**Exercise requirements**
Find the line that contains "Note: point at the brown" in the entries below. Output it and each later line exactly, and nothing else.

**Exercise input**
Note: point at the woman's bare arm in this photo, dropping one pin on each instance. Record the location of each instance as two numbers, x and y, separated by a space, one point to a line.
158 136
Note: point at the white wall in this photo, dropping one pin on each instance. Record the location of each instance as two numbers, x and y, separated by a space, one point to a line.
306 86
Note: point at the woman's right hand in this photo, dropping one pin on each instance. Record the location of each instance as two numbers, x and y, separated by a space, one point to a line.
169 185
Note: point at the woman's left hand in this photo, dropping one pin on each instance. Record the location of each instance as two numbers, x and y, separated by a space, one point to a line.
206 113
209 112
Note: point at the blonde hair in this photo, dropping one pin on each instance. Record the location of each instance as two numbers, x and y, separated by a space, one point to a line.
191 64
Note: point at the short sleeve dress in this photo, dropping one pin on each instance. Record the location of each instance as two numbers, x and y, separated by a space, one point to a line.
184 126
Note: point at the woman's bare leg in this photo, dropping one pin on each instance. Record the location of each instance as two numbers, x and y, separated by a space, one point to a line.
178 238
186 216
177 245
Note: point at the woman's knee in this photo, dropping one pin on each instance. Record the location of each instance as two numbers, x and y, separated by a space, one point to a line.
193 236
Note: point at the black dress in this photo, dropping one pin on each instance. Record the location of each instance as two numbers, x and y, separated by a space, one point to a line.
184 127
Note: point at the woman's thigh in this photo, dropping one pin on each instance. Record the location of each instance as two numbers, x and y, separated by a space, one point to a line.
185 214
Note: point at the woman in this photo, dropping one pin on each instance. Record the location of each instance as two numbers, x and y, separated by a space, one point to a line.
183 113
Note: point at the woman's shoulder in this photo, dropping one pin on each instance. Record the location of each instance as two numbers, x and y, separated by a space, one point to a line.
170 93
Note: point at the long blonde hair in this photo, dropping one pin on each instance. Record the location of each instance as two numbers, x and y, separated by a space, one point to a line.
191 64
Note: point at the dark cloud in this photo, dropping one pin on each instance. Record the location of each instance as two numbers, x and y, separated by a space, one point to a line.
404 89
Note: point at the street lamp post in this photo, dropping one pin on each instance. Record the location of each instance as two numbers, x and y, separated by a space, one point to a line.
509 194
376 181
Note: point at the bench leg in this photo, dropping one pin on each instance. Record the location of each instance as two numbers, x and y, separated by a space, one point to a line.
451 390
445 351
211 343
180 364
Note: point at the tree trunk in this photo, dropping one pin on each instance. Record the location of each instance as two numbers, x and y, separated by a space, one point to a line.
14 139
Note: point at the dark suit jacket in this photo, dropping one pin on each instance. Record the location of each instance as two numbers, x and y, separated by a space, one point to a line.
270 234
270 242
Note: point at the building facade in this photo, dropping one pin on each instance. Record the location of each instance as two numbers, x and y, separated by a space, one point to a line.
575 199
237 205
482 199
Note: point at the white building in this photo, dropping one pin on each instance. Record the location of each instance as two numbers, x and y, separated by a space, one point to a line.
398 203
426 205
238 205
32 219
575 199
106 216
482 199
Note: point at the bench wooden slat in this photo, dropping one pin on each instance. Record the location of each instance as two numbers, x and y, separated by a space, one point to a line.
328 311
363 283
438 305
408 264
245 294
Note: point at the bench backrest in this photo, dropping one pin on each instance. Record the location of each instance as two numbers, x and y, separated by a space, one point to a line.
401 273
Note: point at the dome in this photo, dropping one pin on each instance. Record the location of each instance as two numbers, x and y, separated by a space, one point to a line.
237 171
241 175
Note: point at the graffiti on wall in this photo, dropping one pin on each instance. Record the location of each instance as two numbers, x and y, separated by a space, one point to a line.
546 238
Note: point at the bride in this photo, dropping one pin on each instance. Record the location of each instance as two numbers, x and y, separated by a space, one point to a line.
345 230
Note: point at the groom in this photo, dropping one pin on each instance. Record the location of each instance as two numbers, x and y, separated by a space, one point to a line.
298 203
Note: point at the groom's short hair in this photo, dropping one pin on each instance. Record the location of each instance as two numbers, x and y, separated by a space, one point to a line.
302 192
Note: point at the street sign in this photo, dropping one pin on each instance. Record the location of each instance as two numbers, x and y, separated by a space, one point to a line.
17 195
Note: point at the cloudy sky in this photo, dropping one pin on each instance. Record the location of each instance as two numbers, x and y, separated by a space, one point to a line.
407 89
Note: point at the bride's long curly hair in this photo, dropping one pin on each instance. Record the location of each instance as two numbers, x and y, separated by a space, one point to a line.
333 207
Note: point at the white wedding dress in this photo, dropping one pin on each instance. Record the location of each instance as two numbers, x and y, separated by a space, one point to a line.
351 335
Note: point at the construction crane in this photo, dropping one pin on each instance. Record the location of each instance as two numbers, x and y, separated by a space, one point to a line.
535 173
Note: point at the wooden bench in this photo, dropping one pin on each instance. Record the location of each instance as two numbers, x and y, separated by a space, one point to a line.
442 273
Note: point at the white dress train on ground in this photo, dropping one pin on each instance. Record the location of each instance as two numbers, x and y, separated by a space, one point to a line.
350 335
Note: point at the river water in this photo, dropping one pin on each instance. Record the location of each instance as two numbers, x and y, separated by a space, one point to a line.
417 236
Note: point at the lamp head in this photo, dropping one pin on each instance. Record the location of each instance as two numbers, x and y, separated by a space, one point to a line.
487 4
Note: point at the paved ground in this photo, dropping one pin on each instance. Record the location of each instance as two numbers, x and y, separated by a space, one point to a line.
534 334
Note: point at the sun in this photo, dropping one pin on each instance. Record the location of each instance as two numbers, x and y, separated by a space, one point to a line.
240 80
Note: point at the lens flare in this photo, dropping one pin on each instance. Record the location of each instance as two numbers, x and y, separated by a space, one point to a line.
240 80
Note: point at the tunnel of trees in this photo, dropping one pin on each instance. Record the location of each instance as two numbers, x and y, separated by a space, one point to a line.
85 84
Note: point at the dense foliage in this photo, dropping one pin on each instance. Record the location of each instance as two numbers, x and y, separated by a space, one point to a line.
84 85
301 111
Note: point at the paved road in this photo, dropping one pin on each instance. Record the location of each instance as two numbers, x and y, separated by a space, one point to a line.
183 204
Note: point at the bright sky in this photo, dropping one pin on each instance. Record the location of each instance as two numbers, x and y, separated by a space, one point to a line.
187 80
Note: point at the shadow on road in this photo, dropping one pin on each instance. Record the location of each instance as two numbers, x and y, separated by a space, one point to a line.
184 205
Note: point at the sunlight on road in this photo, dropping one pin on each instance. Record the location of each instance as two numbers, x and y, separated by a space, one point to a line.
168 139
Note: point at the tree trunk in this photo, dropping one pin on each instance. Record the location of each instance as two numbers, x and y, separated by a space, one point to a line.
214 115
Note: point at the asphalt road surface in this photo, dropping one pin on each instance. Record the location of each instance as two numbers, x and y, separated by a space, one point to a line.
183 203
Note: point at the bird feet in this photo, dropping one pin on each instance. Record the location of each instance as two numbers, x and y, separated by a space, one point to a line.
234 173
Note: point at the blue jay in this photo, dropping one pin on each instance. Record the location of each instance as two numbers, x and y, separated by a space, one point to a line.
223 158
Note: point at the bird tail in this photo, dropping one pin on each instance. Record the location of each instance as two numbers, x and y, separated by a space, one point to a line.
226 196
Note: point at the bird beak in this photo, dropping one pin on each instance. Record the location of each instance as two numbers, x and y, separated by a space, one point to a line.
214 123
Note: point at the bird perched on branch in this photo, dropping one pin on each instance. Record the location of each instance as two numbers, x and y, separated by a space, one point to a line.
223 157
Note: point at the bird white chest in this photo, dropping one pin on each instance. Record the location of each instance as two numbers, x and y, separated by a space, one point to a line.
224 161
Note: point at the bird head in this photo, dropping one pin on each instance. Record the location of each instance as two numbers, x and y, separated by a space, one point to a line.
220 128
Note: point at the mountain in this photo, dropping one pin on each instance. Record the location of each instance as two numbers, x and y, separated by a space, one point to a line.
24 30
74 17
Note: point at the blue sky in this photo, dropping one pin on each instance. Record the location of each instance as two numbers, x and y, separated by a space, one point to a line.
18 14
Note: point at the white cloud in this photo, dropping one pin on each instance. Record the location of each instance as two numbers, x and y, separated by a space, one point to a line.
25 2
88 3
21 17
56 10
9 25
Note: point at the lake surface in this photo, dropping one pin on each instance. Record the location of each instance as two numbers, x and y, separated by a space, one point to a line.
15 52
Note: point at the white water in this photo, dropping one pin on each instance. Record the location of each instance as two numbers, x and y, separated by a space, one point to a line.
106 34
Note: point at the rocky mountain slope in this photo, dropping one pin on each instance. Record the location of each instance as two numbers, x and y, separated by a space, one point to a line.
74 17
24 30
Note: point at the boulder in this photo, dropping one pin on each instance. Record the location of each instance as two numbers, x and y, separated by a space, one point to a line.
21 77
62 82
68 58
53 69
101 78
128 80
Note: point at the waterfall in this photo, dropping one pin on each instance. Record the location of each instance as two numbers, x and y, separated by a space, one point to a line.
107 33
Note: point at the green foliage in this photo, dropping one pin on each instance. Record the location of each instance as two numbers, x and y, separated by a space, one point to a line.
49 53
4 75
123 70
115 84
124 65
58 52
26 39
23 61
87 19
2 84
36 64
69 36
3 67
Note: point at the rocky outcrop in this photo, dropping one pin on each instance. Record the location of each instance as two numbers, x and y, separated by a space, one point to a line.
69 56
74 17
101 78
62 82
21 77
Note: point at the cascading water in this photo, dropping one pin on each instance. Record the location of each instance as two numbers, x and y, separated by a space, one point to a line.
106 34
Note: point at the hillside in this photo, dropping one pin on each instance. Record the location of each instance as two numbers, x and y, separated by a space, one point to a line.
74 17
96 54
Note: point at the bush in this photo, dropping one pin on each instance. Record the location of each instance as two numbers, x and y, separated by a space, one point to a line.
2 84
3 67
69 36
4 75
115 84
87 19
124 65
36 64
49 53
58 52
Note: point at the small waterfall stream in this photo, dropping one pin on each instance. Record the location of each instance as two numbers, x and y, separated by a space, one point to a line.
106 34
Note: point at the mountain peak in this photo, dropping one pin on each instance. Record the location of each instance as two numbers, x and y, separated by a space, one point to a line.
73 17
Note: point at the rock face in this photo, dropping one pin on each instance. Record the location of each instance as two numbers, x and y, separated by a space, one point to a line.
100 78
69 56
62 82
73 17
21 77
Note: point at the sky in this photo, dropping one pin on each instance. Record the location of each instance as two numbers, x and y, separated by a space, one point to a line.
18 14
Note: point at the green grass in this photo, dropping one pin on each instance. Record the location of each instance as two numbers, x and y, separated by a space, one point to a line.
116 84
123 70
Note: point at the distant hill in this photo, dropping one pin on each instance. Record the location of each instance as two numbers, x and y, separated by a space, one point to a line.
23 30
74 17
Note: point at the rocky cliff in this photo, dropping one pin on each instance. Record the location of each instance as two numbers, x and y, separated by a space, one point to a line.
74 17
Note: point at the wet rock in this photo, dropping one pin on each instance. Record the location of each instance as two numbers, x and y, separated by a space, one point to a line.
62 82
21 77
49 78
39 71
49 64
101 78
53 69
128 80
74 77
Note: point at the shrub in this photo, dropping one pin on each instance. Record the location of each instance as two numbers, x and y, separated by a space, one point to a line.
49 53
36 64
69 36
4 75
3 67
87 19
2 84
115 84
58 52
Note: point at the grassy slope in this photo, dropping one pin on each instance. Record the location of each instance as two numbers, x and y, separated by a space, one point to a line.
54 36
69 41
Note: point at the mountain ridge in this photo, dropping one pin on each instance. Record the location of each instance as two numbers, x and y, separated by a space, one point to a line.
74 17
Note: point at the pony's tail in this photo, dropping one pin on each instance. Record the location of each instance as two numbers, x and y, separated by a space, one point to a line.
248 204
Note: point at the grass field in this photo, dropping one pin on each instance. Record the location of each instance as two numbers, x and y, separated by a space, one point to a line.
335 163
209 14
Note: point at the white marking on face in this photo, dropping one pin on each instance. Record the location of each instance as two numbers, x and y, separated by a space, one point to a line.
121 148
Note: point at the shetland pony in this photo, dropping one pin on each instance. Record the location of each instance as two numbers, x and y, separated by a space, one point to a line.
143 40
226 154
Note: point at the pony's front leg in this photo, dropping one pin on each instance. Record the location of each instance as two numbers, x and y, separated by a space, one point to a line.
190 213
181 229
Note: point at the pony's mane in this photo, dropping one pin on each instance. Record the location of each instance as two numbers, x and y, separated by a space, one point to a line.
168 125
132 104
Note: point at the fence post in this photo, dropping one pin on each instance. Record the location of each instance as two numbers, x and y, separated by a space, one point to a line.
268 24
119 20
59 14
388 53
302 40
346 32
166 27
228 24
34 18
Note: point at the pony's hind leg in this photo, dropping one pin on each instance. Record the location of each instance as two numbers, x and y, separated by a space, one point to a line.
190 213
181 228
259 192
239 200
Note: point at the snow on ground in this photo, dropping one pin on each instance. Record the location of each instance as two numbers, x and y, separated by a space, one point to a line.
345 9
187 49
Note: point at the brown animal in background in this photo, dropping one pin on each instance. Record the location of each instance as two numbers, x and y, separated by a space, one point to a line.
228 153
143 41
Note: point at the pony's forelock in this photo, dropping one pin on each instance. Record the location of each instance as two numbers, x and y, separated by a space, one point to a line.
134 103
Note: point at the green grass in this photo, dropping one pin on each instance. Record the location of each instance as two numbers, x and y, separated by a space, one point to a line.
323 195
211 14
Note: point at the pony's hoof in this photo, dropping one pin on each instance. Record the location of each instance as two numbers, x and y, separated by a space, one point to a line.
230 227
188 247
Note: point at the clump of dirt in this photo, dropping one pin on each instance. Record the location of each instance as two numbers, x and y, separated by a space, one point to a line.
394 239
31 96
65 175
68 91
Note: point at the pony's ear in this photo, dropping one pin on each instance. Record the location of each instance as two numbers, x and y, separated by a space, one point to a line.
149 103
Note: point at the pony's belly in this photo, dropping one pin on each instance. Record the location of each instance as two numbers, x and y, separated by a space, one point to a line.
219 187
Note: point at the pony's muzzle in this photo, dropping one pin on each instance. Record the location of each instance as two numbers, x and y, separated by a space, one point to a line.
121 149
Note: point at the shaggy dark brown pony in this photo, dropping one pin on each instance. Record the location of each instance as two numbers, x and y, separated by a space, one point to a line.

**Response to the task**
Note: point at the brown animal in background in this photo, dropping one pin on each instance. Record the location of each instance as two numbers, x and y, separated by a space, one point to a line.
228 153
143 41
Note: point at the pony's forelock in this photo, dropping one pin on each instance. Record the location of each instance as two numbers, x and y, separated by a space, one point to a line.
134 103
Note: point at the green grass in this photo, dropping one pin on each instance. Record the location of each instance as two numbers, x and y, separated by a space, one point to a line.
323 195
211 14
Note: point at the pony's hoof in this photo, dropping one pin on each instance. Record the location of each instance as two numbers, x and y, separated by a space, one point to a line.
230 227
188 247
Note: point at the clump of dirt in this photo, dropping one pin on each instance. Record the location of each instance as two numbers, x and y, separated by a space, one point to a line.
394 239
31 96
65 175
68 91
Note: point at the pony's ear in this photo, dropping one pin on each instance. Record the location of each instance as two numbers, x and y, separated by a space, one point to a line.
149 103
Note: point at the pony's belly in this photo, dropping one pin on each instance. Record the location of each instance as two numbers, x and y, separated by a space, one point to a line.
219 187
Note: point at the pony's muzzle in this photo, dropping one pin on each instance. Record the location of each instance as two numbers, x and y, separated by a space, one point to a line.
121 149
Note: point at the shaggy dark brown pony in this photo, dropping one pin on each instance. Record the location of each instance as two numbers, x and y, separated by a space, one point to a line.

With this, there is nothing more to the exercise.